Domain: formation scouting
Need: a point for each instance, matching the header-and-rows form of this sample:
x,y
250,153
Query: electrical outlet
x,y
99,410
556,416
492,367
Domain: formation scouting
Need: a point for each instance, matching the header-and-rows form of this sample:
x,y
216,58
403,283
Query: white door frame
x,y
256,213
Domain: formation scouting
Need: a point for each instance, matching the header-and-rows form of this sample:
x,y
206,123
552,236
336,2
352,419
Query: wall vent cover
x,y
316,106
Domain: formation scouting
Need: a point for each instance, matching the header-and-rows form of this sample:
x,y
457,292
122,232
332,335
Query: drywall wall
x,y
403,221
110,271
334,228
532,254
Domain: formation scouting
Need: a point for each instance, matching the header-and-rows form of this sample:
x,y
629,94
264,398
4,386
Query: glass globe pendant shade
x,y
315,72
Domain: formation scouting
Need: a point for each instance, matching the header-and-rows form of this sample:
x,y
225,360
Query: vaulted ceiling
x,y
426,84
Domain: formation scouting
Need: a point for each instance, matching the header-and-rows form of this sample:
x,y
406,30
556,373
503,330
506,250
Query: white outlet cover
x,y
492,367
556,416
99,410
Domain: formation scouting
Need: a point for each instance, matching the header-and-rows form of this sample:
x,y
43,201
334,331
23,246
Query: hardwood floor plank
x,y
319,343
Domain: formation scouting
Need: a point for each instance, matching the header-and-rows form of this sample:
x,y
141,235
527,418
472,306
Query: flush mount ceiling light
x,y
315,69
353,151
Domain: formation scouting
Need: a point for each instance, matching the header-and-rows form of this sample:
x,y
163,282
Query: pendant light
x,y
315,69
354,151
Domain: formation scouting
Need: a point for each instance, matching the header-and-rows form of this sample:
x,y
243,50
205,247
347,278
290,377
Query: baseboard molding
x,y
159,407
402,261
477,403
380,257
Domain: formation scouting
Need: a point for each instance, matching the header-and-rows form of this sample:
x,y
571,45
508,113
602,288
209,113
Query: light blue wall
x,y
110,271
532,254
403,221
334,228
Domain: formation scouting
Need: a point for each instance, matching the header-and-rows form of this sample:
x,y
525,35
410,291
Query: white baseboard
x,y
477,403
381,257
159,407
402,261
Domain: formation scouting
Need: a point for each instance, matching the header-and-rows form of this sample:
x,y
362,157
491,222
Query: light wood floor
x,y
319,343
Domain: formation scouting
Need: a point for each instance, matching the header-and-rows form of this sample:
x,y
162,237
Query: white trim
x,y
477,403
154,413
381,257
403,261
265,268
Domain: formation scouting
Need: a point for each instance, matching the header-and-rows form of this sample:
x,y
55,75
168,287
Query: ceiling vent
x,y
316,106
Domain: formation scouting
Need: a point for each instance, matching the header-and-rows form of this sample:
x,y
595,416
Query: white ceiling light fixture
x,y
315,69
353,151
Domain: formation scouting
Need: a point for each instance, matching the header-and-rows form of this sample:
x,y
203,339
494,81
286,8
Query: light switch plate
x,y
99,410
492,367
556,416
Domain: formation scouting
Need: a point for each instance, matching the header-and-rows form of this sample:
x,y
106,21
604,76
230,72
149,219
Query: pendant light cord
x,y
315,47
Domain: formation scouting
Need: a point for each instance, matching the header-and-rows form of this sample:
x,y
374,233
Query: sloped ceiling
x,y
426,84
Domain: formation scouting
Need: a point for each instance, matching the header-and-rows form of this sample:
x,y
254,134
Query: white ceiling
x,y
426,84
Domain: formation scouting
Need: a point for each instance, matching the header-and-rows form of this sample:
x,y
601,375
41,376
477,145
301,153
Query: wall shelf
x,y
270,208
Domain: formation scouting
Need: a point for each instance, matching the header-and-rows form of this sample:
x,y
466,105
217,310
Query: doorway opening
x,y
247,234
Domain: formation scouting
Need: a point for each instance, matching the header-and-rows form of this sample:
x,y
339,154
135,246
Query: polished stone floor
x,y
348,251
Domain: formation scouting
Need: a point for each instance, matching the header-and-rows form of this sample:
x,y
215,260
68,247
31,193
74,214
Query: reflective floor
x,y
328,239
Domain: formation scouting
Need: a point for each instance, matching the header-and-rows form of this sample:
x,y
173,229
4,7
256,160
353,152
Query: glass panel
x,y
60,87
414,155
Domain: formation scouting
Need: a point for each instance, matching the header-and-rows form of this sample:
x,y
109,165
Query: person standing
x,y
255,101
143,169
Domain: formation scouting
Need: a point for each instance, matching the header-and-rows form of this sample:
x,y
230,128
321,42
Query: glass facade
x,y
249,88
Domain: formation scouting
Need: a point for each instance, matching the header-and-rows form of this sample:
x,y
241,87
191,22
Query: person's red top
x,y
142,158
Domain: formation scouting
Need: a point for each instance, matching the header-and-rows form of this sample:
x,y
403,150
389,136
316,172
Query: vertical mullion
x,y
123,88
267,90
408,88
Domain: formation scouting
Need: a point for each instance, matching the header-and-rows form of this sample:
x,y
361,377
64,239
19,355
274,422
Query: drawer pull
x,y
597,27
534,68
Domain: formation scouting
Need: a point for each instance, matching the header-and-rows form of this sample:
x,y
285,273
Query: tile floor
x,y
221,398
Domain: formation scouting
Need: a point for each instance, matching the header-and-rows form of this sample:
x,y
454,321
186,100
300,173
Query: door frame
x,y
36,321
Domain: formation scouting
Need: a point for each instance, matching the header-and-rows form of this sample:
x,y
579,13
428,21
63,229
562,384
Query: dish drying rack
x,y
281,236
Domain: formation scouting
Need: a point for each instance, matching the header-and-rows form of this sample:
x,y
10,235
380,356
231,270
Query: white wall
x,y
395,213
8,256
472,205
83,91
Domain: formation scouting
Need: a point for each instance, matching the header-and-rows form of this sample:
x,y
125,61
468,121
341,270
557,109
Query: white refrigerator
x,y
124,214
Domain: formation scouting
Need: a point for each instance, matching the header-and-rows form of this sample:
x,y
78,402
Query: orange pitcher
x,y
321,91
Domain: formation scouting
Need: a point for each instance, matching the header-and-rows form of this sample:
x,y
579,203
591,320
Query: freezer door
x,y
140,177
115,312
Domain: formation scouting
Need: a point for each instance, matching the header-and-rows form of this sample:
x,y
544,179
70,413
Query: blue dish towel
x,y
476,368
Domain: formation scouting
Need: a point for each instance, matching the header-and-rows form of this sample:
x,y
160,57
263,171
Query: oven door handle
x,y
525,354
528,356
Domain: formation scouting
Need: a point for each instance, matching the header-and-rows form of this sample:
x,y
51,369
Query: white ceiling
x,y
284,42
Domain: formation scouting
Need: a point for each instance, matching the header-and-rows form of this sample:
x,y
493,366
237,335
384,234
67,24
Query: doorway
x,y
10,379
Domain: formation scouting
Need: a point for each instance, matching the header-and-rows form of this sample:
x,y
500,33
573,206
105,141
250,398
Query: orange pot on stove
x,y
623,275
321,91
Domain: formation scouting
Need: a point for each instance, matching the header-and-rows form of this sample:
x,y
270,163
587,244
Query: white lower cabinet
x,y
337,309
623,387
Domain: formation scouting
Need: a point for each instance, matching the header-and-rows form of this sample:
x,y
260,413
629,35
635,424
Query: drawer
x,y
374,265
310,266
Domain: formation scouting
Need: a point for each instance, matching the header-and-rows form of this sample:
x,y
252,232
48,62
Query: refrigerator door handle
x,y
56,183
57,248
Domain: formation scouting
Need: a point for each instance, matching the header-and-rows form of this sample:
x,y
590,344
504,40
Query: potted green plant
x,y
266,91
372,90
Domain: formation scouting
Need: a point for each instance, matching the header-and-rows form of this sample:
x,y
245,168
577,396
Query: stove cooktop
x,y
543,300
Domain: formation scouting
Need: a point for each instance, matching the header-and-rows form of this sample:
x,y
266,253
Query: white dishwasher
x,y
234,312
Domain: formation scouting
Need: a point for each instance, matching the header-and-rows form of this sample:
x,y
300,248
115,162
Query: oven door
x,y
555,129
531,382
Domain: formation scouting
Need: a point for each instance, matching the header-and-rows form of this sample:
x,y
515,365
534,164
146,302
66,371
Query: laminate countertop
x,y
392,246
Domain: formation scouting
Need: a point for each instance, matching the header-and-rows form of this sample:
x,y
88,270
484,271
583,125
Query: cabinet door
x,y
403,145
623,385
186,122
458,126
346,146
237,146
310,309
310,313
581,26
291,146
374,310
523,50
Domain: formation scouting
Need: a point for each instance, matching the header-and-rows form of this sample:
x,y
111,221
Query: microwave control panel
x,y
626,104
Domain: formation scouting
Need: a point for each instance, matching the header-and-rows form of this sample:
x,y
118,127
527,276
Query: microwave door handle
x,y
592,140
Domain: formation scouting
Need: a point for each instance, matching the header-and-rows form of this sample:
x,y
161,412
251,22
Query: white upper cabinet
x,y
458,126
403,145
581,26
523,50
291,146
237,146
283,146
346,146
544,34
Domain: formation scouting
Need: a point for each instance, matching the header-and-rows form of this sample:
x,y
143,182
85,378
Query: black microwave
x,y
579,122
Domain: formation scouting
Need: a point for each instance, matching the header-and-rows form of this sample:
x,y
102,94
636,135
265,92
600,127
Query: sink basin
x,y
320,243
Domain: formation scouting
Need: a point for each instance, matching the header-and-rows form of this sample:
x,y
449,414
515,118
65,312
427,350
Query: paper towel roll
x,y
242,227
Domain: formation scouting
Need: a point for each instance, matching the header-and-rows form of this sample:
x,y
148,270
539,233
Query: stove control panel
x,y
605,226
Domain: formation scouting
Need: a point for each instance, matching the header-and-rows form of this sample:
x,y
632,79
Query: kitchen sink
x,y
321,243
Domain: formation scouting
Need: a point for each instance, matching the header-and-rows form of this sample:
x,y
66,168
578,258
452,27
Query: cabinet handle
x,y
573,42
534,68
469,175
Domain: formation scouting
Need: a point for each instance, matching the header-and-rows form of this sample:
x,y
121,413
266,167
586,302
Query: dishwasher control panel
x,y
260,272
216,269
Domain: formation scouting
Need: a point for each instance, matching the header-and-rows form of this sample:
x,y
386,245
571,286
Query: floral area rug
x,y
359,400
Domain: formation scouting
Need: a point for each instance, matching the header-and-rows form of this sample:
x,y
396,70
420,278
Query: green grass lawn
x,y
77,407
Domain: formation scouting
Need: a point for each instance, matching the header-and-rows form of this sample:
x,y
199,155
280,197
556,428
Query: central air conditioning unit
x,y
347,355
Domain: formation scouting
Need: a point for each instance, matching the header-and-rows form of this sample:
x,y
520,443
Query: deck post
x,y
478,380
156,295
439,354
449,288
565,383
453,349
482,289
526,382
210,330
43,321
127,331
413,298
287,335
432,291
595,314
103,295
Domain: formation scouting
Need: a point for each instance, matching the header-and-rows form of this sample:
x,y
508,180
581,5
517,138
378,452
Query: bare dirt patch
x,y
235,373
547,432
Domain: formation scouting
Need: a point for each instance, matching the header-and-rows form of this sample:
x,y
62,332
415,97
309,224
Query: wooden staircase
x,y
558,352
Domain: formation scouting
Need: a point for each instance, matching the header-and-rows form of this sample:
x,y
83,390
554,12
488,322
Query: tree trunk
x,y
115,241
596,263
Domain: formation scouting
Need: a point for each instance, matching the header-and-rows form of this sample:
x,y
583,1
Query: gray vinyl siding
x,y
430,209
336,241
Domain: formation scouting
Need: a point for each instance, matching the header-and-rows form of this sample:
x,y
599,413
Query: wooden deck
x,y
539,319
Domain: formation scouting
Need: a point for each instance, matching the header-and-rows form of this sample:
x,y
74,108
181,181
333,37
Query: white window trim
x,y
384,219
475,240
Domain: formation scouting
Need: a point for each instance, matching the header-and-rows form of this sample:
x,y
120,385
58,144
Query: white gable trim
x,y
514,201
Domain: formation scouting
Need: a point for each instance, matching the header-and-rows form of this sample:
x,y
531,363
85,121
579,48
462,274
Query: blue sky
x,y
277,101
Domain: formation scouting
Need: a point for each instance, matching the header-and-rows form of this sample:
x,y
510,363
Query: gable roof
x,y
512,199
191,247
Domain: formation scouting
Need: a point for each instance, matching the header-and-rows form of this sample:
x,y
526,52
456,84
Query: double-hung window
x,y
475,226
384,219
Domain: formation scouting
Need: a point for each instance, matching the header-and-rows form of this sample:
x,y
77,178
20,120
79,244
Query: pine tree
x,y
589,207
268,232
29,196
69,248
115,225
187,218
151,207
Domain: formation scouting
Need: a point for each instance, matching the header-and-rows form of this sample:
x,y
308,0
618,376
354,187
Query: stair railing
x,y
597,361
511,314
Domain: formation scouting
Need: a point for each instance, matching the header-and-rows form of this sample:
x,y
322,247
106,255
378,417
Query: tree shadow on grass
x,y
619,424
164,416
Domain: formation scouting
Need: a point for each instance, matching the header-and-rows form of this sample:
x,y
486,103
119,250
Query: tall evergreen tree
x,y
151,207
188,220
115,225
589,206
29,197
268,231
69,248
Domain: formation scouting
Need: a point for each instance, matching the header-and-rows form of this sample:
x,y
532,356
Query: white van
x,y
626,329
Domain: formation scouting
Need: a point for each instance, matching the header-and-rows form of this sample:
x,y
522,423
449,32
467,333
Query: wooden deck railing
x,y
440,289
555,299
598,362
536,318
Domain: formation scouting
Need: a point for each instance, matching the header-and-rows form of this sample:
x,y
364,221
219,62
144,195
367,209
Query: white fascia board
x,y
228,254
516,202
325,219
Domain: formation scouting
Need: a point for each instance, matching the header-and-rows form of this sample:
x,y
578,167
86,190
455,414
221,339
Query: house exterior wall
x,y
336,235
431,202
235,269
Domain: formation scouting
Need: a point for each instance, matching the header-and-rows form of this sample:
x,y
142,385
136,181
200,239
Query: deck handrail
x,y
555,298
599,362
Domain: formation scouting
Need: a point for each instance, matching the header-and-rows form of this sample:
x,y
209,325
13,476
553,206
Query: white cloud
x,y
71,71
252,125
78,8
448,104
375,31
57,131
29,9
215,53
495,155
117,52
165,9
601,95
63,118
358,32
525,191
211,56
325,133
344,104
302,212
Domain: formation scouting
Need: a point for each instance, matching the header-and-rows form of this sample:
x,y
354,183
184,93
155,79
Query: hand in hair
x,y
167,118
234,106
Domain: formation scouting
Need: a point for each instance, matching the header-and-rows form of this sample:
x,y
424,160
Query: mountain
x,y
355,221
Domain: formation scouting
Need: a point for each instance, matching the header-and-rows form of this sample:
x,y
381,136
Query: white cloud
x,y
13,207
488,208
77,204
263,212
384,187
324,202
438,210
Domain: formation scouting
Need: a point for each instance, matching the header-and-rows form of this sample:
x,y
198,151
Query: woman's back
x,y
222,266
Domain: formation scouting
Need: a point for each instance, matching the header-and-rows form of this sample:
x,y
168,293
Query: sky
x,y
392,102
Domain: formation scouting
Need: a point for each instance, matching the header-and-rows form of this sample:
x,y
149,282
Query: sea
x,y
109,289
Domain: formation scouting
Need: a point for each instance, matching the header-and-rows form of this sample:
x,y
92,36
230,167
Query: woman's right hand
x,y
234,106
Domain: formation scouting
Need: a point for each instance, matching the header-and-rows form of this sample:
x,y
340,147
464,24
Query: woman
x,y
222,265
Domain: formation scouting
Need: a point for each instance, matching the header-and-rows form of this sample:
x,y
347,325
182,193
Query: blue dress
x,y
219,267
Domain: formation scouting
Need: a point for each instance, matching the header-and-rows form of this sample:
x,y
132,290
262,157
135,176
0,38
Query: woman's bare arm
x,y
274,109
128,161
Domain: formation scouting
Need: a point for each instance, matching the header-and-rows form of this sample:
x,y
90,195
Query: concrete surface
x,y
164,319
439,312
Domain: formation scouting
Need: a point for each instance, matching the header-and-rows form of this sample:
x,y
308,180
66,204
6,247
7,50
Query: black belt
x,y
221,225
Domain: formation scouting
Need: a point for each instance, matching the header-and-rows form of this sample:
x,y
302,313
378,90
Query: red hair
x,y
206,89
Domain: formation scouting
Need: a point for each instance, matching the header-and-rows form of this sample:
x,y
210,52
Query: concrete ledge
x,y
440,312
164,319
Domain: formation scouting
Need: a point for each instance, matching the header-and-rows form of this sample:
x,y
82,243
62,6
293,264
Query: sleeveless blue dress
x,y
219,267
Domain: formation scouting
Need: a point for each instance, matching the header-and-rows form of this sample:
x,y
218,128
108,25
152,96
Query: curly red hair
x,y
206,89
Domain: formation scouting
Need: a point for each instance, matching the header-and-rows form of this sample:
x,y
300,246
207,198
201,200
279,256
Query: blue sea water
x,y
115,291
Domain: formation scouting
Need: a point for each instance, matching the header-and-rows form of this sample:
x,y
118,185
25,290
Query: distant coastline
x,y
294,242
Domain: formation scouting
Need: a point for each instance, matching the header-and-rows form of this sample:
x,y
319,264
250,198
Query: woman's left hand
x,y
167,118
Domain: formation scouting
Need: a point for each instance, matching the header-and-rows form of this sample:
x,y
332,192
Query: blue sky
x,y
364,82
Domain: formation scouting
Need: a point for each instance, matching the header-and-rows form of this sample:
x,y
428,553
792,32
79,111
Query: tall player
.....
## Challenge:
Copy out every line above that contains the string "trim".

## Result of the task:
Query: white trim
Query: white window trim
Query: white gable trim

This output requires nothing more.